__What the task requires__
Go through the listing below from its first line and repeat each line exactly, ending at the line containing "Where can you see the white vertical" and including it.
################
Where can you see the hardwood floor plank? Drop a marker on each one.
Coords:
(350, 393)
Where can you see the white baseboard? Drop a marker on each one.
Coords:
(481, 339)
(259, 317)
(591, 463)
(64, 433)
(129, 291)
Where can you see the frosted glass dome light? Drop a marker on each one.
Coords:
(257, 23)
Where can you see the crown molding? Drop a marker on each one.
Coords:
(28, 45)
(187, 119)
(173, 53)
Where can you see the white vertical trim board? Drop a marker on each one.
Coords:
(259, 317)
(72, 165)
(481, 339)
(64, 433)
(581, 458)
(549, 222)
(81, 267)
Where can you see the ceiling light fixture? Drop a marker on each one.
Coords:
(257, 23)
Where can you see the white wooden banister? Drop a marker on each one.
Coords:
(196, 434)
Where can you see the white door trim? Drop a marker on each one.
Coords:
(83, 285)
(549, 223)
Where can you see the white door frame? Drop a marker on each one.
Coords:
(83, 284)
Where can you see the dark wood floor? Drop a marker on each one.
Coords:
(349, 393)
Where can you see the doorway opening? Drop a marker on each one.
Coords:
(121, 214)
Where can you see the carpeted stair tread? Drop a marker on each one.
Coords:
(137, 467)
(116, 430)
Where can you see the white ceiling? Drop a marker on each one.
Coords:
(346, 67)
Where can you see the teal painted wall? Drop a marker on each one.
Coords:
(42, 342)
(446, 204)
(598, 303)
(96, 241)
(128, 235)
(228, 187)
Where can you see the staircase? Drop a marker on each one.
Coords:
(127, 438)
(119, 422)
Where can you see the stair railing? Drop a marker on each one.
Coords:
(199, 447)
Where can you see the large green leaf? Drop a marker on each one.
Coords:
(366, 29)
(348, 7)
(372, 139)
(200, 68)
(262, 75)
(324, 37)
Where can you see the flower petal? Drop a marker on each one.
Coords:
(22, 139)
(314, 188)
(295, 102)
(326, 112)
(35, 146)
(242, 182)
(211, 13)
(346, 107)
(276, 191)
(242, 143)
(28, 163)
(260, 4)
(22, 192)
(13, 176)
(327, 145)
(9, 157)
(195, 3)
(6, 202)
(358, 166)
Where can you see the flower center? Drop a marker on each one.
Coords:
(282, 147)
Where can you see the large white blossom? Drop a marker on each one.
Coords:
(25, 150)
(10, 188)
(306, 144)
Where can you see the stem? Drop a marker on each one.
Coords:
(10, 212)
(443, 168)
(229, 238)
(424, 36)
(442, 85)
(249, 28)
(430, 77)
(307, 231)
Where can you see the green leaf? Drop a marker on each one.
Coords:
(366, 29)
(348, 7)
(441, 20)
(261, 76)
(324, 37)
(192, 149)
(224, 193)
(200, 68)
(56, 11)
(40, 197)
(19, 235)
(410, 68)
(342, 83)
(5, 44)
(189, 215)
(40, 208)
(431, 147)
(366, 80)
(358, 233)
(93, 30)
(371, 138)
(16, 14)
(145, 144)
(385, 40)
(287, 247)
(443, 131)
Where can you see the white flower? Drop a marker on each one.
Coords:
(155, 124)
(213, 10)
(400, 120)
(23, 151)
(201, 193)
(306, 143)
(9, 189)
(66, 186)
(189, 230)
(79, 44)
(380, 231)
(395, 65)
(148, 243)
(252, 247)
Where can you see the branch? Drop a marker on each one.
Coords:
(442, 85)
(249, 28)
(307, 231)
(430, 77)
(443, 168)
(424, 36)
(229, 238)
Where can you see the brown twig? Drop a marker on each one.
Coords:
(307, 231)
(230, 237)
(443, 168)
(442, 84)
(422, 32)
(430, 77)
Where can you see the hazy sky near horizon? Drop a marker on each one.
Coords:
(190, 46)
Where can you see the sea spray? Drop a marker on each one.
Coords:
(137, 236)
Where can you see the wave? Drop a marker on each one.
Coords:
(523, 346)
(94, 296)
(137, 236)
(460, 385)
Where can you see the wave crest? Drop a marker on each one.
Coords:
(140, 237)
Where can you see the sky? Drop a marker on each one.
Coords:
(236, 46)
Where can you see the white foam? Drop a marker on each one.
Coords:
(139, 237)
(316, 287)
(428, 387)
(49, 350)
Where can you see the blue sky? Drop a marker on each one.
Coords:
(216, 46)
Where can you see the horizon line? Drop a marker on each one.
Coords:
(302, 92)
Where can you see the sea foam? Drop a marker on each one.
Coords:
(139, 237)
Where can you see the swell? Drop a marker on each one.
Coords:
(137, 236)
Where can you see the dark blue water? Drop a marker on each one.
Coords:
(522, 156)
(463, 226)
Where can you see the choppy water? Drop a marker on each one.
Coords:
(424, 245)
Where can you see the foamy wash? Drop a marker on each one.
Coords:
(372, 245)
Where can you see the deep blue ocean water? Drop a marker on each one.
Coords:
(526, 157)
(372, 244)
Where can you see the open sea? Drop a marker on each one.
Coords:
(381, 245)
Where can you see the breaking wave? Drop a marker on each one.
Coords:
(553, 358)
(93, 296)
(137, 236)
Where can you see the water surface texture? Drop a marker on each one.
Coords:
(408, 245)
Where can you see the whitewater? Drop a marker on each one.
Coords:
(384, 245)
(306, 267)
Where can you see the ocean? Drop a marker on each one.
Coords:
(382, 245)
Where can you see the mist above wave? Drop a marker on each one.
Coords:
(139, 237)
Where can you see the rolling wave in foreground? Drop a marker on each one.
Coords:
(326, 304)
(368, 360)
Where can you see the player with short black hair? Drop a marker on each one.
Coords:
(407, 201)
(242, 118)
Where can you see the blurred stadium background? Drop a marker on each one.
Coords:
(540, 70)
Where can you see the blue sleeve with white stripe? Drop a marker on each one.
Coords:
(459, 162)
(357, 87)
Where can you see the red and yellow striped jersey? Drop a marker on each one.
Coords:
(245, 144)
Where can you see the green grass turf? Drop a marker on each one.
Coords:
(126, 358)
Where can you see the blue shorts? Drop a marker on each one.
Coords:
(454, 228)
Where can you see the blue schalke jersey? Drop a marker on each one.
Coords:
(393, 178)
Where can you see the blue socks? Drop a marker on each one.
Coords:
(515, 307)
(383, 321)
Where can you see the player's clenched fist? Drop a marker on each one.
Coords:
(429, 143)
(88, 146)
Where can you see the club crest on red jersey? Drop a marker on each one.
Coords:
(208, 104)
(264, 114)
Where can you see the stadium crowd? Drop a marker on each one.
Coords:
################
__Written response__
Where can you see the hardwood floor plank? Drop a marker on each one.
Coords:
(350, 393)
Where can you see the white baseboard? Drop a marker on each one.
Coords:
(481, 339)
(259, 317)
(591, 463)
(64, 433)
(129, 291)
Where can you see the frosted glass dome light? Drop a marker on each one.
Coords:
(257, 23)
Where can you see the crown molding? Drop a marker on each one.
Coords:
(28, 45)
(187, 119)
(173, 53)
Where can you see the white vertical trim board? Drop a marker on each one.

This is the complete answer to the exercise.